Task details:
The answer is to be the full listing, unchanged in every line.

****************

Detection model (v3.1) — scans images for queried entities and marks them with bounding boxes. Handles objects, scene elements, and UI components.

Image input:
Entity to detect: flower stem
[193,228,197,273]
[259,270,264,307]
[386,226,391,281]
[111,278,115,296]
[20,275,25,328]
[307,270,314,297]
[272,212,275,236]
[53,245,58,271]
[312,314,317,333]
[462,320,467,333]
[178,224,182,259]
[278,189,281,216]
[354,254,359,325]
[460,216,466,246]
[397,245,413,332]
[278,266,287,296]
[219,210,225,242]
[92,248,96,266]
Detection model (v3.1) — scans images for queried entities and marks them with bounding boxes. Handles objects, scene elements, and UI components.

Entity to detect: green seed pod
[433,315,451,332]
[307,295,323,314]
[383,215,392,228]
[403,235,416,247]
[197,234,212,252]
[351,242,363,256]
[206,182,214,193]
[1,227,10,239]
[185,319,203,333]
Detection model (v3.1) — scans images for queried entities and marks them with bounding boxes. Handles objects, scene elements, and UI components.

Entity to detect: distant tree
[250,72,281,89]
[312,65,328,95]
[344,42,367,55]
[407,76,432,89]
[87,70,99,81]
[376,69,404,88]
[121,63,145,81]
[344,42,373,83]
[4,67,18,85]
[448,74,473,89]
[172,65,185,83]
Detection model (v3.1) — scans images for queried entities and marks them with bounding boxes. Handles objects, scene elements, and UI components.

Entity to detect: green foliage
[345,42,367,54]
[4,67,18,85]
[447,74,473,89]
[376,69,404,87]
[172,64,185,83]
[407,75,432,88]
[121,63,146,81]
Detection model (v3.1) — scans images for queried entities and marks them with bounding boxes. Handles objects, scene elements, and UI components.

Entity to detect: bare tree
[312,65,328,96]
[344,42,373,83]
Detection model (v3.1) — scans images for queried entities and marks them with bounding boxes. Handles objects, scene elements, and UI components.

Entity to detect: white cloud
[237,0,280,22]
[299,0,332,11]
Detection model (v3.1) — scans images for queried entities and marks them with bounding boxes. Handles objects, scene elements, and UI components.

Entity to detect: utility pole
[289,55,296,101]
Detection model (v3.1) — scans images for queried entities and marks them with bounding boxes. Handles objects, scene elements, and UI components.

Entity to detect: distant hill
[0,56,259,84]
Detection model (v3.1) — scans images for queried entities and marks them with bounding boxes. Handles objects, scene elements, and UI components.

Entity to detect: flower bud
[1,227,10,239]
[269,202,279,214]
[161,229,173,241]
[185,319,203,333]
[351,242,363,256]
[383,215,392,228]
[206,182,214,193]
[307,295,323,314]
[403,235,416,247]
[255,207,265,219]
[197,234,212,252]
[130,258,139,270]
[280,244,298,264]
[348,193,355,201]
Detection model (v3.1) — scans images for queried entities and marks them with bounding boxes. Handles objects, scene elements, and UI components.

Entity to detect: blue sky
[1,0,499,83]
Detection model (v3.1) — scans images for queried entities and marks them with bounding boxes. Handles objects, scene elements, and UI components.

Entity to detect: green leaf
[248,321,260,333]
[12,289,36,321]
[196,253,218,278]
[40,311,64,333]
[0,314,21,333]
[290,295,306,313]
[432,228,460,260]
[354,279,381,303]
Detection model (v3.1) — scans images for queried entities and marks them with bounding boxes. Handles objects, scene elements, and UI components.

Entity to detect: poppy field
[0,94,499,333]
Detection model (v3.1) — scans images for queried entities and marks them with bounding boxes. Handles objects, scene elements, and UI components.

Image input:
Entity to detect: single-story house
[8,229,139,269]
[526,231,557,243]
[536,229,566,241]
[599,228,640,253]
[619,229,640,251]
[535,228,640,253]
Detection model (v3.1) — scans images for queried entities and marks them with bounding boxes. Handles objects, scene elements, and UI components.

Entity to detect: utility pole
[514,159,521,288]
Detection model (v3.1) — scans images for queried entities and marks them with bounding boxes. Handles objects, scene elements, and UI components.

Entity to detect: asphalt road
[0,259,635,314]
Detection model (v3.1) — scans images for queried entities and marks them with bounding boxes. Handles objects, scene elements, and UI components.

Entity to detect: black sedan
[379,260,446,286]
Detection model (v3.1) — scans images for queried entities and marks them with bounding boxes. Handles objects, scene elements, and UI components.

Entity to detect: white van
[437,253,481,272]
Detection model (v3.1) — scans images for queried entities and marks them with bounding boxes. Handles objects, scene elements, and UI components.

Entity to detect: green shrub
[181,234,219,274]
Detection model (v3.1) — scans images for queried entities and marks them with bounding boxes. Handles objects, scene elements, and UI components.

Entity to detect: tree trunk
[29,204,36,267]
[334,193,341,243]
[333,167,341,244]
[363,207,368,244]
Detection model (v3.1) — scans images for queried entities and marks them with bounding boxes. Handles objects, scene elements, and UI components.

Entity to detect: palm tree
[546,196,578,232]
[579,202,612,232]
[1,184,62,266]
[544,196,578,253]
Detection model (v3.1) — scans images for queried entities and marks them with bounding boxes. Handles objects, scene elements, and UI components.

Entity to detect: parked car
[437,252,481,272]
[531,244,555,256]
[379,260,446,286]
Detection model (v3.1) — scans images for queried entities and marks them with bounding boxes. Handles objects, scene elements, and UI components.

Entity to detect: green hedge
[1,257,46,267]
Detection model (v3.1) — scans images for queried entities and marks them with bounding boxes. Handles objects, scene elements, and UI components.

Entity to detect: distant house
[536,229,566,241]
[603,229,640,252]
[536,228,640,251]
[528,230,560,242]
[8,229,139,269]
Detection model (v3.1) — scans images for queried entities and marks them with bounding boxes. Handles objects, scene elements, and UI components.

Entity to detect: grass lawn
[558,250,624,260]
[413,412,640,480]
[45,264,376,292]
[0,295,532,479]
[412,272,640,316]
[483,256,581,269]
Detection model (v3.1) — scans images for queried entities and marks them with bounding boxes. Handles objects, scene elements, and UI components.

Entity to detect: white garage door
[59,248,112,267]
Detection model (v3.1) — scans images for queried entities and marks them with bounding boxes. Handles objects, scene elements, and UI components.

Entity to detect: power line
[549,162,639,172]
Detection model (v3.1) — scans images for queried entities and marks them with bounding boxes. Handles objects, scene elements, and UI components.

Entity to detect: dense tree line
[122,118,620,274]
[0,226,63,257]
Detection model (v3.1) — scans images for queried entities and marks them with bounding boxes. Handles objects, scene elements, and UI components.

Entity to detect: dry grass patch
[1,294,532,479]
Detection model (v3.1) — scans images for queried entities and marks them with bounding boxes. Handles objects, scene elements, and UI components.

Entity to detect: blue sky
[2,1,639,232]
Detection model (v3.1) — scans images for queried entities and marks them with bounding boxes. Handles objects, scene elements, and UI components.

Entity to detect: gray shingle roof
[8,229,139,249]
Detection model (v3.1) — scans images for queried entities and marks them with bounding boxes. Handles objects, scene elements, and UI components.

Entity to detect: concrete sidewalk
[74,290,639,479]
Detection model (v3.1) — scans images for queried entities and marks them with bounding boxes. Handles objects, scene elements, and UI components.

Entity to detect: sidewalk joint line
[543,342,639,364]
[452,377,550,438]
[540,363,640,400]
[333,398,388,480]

****************

Response:
Detection model (v3.1) — scans images for queried entities and marks them with bounding boxes. Handles objects, scene elements, and UI components.

Image input:
Entity to detect: flower stem
[193,228,197,273]
[259,270,264,307]
[386,226,391,281]
[111,278,115,296]
[20,275,25,328]
[307,270,314,297]
[272,212,275,236]
[53,245,58,271]
[312,314,317,333]
[462,320,467,333]
[178,224,182,259]
[278,189,281,216]
[354,254,359,325]
[460,216,466,246]
[397,245,413,332]
[278,266,287,296]
[219,210,225,242]
[92,248,96,266]
Detection model (v3.1) — scans images for queried entities and marks them with bounding boxes. Handles objects, scene elements, and UI components.

Entity to detect: green seed pod
[433,315,451,332]
[307,295,323,314]
[383,215,392,228]
[403,235,416,247]
[197,234,212,252]
[351,242,363,256]
[206,182,214,193]
[1,227,10,239]
[185,319,203,333]
Detection model (v3.1) — scans images for queried entities and marks them with bounding boxes. Handles objects, scene elements, and UI components.

Entity to detect: distant tree
[250,72,281,89]
[312,65,328,95]
[344,42,367,55]
[407,76,432,89]
[87,70,99,81]
[376,69,404,88]
[121,63,145,81]
[344,42,373,83]
[4,67,18,85]
[448,74,473,89]
[172,65,185,83]
Detection model (v3.1) — scans images for queried entities and marks them with bounding boxes. Handles objects, scene elements, and UI components.

Entity to detect: green foliage
[345,42,367,54]
[4,67,18,85]
[447,74,473,89]
[376,69,404,87]
[172,64,185,83]
[407,75,432,88]
[121,63,146,81]
Detection model (v3.1) — scans images for queried entities and marks them with bounding boxes. Handles objects, scene elements, and UI components.

Entity to detect: bare tree
[312,65,328,96]
[344,42,373,83]
Detection model (v3.1) — scans images for queried entities and marks them with bounding boxes. Handles objects, scene elements, and UI components.

Entity to detect: white cloud
[237,0,280,22]
[299,0,332,11]
Detection model (v3.1) — scans images for queried entities and marks them with bounding boxes. Handles objects, scene elements, and UI components.

Entity to detect: utility pole
[289,55,296,101]
Detection model (v3.1) — scans images for queried entities and marks them with bounding boxes. Handles objects, scene elements, and UI components.

Entity to detect: distant hill
[0,56,259,84]
Detection model (v3.1) — scans images for queried entities and marks them with bounding boxes. Handles objects, scene elements, and UI components.

Entity to detect: flower bud
[1,227,10,239]
[269,202,279,214]
[161,229,173,241]
[185,319,203,333]
[351,242,363,256]
[383,215,392,228]
[206,182,214,193]
[307,295,323,314]
[403,235,416,247]
[255,207,265,219]
[197,234,212,252]
[130,258,139,270]
[280,244,298,264]
[348,193,355,201]
Detection model (v3.1) — scans images for queried entities and marks them with bounding boxes. Handles objects, scene elements, and UI components.

Entity to detect: blue sky
[1,0,499,83]
Detection model (v3.1) — scans images for queried entities and marks them with bounding boxes. Handles objects, scene elements, and UI components.

Entity to detect: green leaf
[248,321,260,333]
[12,289,36,321]
[196,253,218,278]
[40,311,64,333]
[0,314,21,333]
[290,295,306,313]
[432,228,460,260]
[354,279,381,303]
Detection model (v3.1) — scans images for queried entities and marks them with bounding boxes. Handles objects, scene elements, and UI components.

Entity to detect: poppy field
[0,94,499,333]
Detection model (v3.1) — scans images for queried entities and marks them with bounding boxes. Handles objects, scene elements, and UI components.

Image input:
Entity to detect: single-story house
[8,229,139,269]
[526,231,557,243]
[536,229,566,241]
[599,228,640,253]
[619,229,640,251]
[535,228,640,253]
Detection model (v3.1) — scans images for queried entities and marks them with bounding boxes. Handles objects, scene elements, and UI components.

Entity to detect: utility pole
[514,159,521,288]
Detection model (v3.1) — scans images for queried entities and marks them with bounding boxes. Handles objects, scene elements, and UI components.

Entity to detect: asphalt road
[0,259,635,314]
Detection model (v3.1) — scans images for queried entities and marks them with bounding boxes. Handles objects, scene elements, and UI components.

Entity to detect: black sedan
[379,260,446,286]
Detection model (v3.1) — scans images for queried entities and marks them with bounding boxes. Handles objects, scene elements, and UI components.

Entity to detect: white van
[437,253,481,272]
Detection model (v3.1) — scans images for queried entities and marks them with bounding boxes. Handles objects, scene elements, and UI components.

Entity to detect: green shrub
[181,234,219,274]
Detection model (v3.1) — scans images for queried entities and marks them with bounding boxes. Handles objects, scene elements, and UI components.

Entity to detect: tree trunk
[29,204,36,267]
[334,193,341,243]
[333,167,341,244]
[363,207,368,244]
Detection model (v3.1) — scans images for queried entities and marks them with bounding boxes. Handles objects, scene elements, and UI components.

Entity to detect: palm tree
[546,196,578,232]
[579,202,612,232]
[1,184,62,266]
[544,196,578,253]
Detection model (v3.1) — scans images for queried entities and marks them with bounding boxes. Handles objects, scene elements, and UI components.

Entity to detect: parked car
[437,252,481,272]
[531,244,555,256]
[379,260,446,286]
Detection model (v3.1) — scans images for queried entities and marks them with bounding boxes. Handles objects, scene elements, and UI components.

Entity to detect: green hedge
[1,257,46,267]
Detection model (v3.1) — scans images for queried entities and marks them with bounding boxes. Handles objects, scene elements, and UI components.

Entity to detect: distant house
[536,229,566,241]
[603,229,640,252]
[536,228,640,251]
[528,230,560,242]
[8,229,139,269]
Detection model (v3.1) — scans images for queried entities and marks them with bounding boxes. Handles objects, scene elements, and UI components.

Entity to detect: grass lawn
[558,250,624,260]
[413,412,640,480]
[45,264,376,292]
[0,295,532,479]
[412,272,640,316]
[483,256,581,269]
Detection model (v3.1) — scans images for queried entities and marks them with bounding boxes. Handles objects, scene elements, and UI components.

Entity to detect: white garage door
[59,248,112,267]
Detection model (v3.1) — scans images for queried entities and marks them with bounding boxes. Handles objects, scene elements, and UI components.

Entity to detect: power line
[549,162,639,172]
Detection model (v3.1) — scans images for queried entities and marks them with bounding boxes. Handles objects, scene elements, and UI components.

Entity to detect: dense tree line
[122,118,620,274]
[0,226,63,257]
Detection model (v3.1) — scans images for queried entities and marks them with bounding boxes. Handles objects, scene elements, and UI components.

Entity to detect: dry grass patch
[1,294,532,479]
Detection model (v3.1) — scans images for queried entities and marks them with bounding boxes. Handles objects, scene elements, and UI components.

Entity to detect: blue sky
[2,1,639,232]
Detection model (v3.1) — scans images for queried entities and marks them with bounding boxes. Handles objects, scene elements, and UI components.

Entity to detect: gray shingle roof
[8,229,139,249]
Detection model (v3.1) — scans images for queried entities and marks them with bounding boxes. Handles objects, scene elements, and UI components.

Entity to detect: concrete sidewalk
[74,290,639,479]
Detection model (v3.1) — scans images for queried entities and marks them with bounding boxes. Handles objects, scene elements, and UI components.

Entity to detect: sidewalk joint line
[543,342,639,364]
[452,377,550,438]
[540,363,640,400]
[333,398,388,480]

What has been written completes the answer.